* _Required task_: Convert the data below into a JSON list of strings, with one string per line and blank lines omitted.

— Start of Data for the task —

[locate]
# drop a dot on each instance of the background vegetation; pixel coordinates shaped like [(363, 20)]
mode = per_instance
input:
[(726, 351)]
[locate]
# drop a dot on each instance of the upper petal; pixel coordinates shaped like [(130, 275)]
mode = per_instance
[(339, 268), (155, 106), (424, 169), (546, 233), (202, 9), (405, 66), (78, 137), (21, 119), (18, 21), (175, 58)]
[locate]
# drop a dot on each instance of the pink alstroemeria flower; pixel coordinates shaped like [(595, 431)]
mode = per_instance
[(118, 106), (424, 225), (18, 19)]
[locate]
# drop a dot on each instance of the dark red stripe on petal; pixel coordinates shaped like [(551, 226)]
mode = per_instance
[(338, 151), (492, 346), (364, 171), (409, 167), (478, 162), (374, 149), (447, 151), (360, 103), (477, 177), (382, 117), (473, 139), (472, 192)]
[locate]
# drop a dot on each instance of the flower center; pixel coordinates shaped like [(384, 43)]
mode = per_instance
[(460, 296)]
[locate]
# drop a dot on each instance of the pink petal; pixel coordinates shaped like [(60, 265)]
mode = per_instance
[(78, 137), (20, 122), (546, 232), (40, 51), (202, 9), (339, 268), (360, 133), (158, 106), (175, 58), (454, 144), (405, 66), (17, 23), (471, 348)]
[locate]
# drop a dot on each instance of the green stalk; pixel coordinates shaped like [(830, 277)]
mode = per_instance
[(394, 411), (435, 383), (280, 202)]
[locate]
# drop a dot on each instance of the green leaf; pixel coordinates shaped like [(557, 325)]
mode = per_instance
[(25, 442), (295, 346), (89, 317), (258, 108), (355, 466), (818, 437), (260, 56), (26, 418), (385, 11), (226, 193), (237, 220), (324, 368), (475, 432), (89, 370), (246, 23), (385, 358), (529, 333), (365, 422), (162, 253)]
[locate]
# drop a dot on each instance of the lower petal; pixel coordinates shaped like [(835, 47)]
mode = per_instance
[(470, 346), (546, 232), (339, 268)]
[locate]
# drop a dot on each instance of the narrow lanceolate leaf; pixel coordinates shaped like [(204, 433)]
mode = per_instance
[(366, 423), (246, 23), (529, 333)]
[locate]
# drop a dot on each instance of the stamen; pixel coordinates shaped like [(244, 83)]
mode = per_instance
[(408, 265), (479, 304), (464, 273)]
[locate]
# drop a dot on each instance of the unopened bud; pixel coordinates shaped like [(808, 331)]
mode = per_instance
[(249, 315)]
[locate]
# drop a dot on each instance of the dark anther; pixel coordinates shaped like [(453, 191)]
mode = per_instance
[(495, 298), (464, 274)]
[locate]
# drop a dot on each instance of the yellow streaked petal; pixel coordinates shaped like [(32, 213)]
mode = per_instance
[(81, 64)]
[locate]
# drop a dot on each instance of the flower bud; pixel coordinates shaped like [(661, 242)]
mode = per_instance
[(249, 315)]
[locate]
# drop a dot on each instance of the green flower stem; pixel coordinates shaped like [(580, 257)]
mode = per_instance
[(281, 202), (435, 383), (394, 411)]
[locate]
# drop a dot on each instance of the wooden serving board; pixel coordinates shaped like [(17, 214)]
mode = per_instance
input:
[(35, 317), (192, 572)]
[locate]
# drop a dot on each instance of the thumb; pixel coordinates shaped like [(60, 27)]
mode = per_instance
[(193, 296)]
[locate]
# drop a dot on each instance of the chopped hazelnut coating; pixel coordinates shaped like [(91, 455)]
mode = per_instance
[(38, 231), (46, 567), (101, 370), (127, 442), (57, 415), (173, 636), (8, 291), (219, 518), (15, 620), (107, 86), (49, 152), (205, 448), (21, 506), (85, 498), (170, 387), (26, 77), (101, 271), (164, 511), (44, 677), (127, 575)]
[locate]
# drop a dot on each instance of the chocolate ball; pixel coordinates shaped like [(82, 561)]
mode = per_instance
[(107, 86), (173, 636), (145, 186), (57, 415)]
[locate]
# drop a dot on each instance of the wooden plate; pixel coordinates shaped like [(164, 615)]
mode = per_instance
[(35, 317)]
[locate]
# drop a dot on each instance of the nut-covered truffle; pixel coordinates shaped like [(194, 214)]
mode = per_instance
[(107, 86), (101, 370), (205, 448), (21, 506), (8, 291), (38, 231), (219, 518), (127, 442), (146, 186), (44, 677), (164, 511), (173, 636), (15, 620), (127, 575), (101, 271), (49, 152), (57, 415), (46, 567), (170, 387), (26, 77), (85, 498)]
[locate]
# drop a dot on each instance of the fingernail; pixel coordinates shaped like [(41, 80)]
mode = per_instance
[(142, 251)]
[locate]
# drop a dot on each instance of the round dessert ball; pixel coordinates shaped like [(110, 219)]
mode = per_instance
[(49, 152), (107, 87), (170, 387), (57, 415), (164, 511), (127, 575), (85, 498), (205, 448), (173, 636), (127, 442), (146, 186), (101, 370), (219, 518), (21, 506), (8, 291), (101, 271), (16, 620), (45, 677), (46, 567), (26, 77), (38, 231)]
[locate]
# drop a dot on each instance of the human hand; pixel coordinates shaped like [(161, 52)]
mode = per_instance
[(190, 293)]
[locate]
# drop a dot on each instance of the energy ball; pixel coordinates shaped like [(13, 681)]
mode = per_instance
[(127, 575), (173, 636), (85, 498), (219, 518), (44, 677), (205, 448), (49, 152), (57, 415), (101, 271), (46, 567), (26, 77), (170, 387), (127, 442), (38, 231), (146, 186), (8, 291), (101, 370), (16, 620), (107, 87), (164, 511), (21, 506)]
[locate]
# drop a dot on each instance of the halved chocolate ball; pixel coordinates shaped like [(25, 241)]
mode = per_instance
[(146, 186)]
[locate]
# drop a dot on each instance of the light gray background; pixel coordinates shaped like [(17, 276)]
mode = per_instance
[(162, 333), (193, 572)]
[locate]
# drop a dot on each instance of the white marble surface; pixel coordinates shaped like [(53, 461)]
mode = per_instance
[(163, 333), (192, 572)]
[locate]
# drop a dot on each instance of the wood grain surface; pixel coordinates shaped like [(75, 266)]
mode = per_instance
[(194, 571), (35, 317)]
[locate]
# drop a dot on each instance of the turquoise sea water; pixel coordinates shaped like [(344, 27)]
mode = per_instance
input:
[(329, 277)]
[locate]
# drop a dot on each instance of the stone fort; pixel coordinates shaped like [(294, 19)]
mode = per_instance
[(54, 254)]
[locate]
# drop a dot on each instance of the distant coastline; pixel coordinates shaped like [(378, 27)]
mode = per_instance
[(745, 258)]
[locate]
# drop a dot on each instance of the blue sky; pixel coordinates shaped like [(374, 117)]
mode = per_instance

— End of Data for the task —

* _Response to this task_:
[
  "[locate]",
  "# drop a dot on each instance of the background vegetation; pixel coordinates shaped like [(363, 20)]",
  "mode = per_instance",
  "input:",
  "[(726, 351)]",
  "[locate]",
  "# drop a dot on each instance of the upper petal; pixel coordinates shaped like [(130, 275)]",
  "mode = per_instance",
  "[(339, 268), (155, 106), (424, 169), (546, 233), (202, 9), (405, 66), (78, 137), (21, 119), (18, 21), (175, 58)]",
  "[locate]",
  "# drop a dot on each instance of the pink alstroemeria flower; pixel coordinates shaped like [(595, 431)]",
  "mode = per_instance",
  "[(118, 106), (424, 225), (18, 19)]",
  "[locate]",
  "# drop a dot on each instance of the dark red stripe on petal; pixel coordinates shaped like [(551, 226)]",
  "mode = per_instance",
  "[(338, 151), (492, 346), (364, 171), (409, 167), (478, 162), (374, 149), (447, 151), (360, 103), (477, 177), (382, 117), (473, 139), (472, 192)]",
  "[locate]",
  "# drop a dot on each instance of the flower center; pixel coordinates shaped like [(384, 43)]",
  "mode = per_instance",
  "[(460, 296)]",
  "[locate]",
  "# drop a dot on each instance of the pink petal; pixel coordinates shaped like [(60, 265)]",
  "mode = per_instance",
  "[(78, 137), (20, 122), (546, 232), (40, 51), (202, 9), (339, 268), (360, 133), (158, 106), (175, 58), (454, 144), (405, 66), (17, 23), (471, 348)]",
  "[locate]",
  "# drop a dot on each instance of the green stalk; pixel coordinates shaped like [(830, 277)]",
  "mode = per_instance",
  "[(394, 411), (435, 383), (280, 202)]",
  "[locate]",
  "# drop a dot on each instance of the green leaf; pixel coordinates shaped like [(557, 325)]",
  "mode = per_instance",
  "[(25, 442), (295, 346), (89, 317), (258, 108), (355, 466), (818, 437), (260, 56), (26, 418), (385, 11), (226, 193), (237, 220), (324, 368), (475, 432), (89, 370), (246, 23), (385, 358), (529, 333), (365, 422), (162, 253)]",
  "[locate]",
  "# drop a dot on each instance of the lower petal; pixel coordinates shaped like [(835, 47)]",
  "mode = per_instance",
  "[(470, 346), (546, 232), (339, 268)]",
  "[locate]",
  "# drop a dot on each instance of the narrow lanceolate leaf; pixel coordinates shaped like [(204, 433)]",
  "mode = per_instance",
  "[(366, 423), (246, 23), (529, 333)]",
  "[locate]",
  "# drop a dot on each instance of the stamen; pixel coordinates shaped like [(244, 83)]",
  "mode = per_instance",
  "[(408, 265), (479, 304), (464, 273)]",
  "[locate]",
  "# drop a dot on each instance of the unopened bud; pixel coordinates shaped like [(808, 331)]",
  "mode = per_instance",
  "[(249, 315)]",
  "[locate]",
  "# drop a dot on each instance of the dark anther; pixel coordinates shaped like [(453, 191)]",
  "mode = per_instance",
  "[(495, 298), (464, 274)]",
  "[locate]",
  "# drop a dot on each instance of the yellow streaked petal; pixel coordinates shaped like [(32, 213)]",
  "mode = per_instance",
  "[(81, 64)]",
  "[locate]",
  "# drop a dot on each instance of the flower bud; pixel coordinates shaped like [(661, 242)]",
  "mode = per_instance",
  "[(249, 315)]",
  "[locate]",
  "# drop a dot on each instance of the green flower stem; pixel coordinates shaped like [(580, 257)]",
  "mode = per_instance",
  "[(281, 202), (435, 383), (394, 411)]",
  "[locate]",
  "# drop a dot on each instance of the wooden serving board; pixel coordinates shaped like [(17, 214)]",
  "mode = per_instance",
  "input:",
  "[(35, 317), (192, 572)]",
  "[locate]",
  "# drop a dot on each instance of the thumb; pixel coordinates shaped like [(60, 27)]",
  "mode = per_instance",
  "[(193, 296)]",
  "[locate]",
  "# drop a dot on each instance of the chopped hazelnut coating; pixel coordinates shaped like [(91, 455)]",
  "mode = per_instance",
  "[(38, 231), (46, 567), (101, 370), (127, 442), (57, 415), (173, 636), (8, 291), (219, 518), (15, 620), (107, 86), (49, 152), (205, 448), (21, 506), (85, 498), (170, 387), (26, 77), (101, 271), (164, 511), (44, 677), (127, 575)]",
  "[locate]",
  "# drop a dot on each instance of the chocolate ball; pixel coordinates shaped like [(82, 561)]",
  "mode = per_instance",
  "[(107, 86), (173, 636), (145, 186), (57, 415)]",
  "[locate]",
  "# drop a dot on each instance of the wooden plate; pixel coordinates shaped like [(164, 615)]",
  "mode = per_instance",
  "[(35, 317)]",
  "[locate]",
  "# drop a dot on each instance of the nut-covered truffle; pixel coordinates shaped like [(194, 214)]",
  "mode = per_instance",
  "[(107, 86), (101, 370), (205, 448), (21, 506), (8, 291), (38, 231), (219, 518), (127, 442), (146, 186), (44, 677), (164, 511), (173, 636), (15, 620), (127, 575), (101, 271), (49, 152), (57, 415), (46, 567), (170, 387), (26, 77), (85, 498)]",
  "[locate]",
  "# drop a dot on each instance of the fingernail; pixel coordinates shaped like [(41, 80)]",
  "mode = per_instance",
  "[(142, 251)]",
  "[locate]",
  "# drop a dot on each instance of the round dessert ball; pixel coordinates shaped like [(110, 219)]",
  "mode = per_instance",
  "[(49, 152), (107, 87), (170, 387), (57, 415), (164, 511), (127, 575), (85, 498), (205, 448), (173, 636), (127, 442), (146, 186), (101, 370), (219, 518), (21, 506), (8, 291), (101, 271), (16, 620), (45, 677), (46, 567), (26, 77), (38, 231)]",
  "[locate]",
  "# drop a dot on each instance of the human hand; pixel coordinates shaped like [(161, 52)]",
  "mode = per_instance",
  "[(190, 293)]",
  "[locate]",
  "# drop a dot on each instance of the energy ball; pixel coordinates shaped like [(13, 681)]",
  "mode = per_instance",
  "[(127, 575), (173, 636), (85, 498), (219, 518), (44, 677), (205, 448), (49, 152), (57, 415), (101, 271), (46, 567), (26, 77), (170, 387), (127, 442), (38, 231), (146, 186), (8, 291), (101, 370), (16, 620), (107, 87), (164, 511), (21, 506)]",
  "[locate]",
  "# drop a dot on each instance of the halved chocolate ball; pixel coordinates shaped like [(25, 241)]",
  "mode = per_instance",
  "[(146, 186)]",
  "[locate]",
  "# drop a dot on each instance of the light gray background; pixel coordinates shaped like [(17, 276)]",
  "mode = per_instance",
  "[(162, 333), (193, 572)]",
  "[locate]",
  "# drop a dot on each instance of the white marble surface; pixel coordinates shaped like [(53, 461)]",
  "mode = per_instance",
  "[(163, 333), (192, 572)]",
  "[locate]",
  "# drop a dot on each instance of the wood grain surface; pixel coordinates shaped like [(75, 266)]",
  "mode = per_instance",
  "[(194, 571), (35, 317)]",
  "[locate]",
  "# drop a dot on each instance of the turquoise sea water; pixel coordinates shaped like [(344, 27)]",
  "mode = per_instance",
  "input:",
  "[(329, 277)]",
  "[locate]",
  "# drop a dot on each instance of the stone fort; pixel coordinates shaped like [(294, 19)]",
  "mode = per_instance",
  "[(54, 254)]",
  "[locate]",
  "# drop a dot on each instance of the distant coastline; pixel coordinates shaped like [(378, 27)]",
  "mode = per_instance",
  "[(745, 258)]",
  "[locate]",
  "# drop a dot on each instance of the blue sky; pixel coordinates shaped like [(374, 117)]",
  "mode = per_instance"
]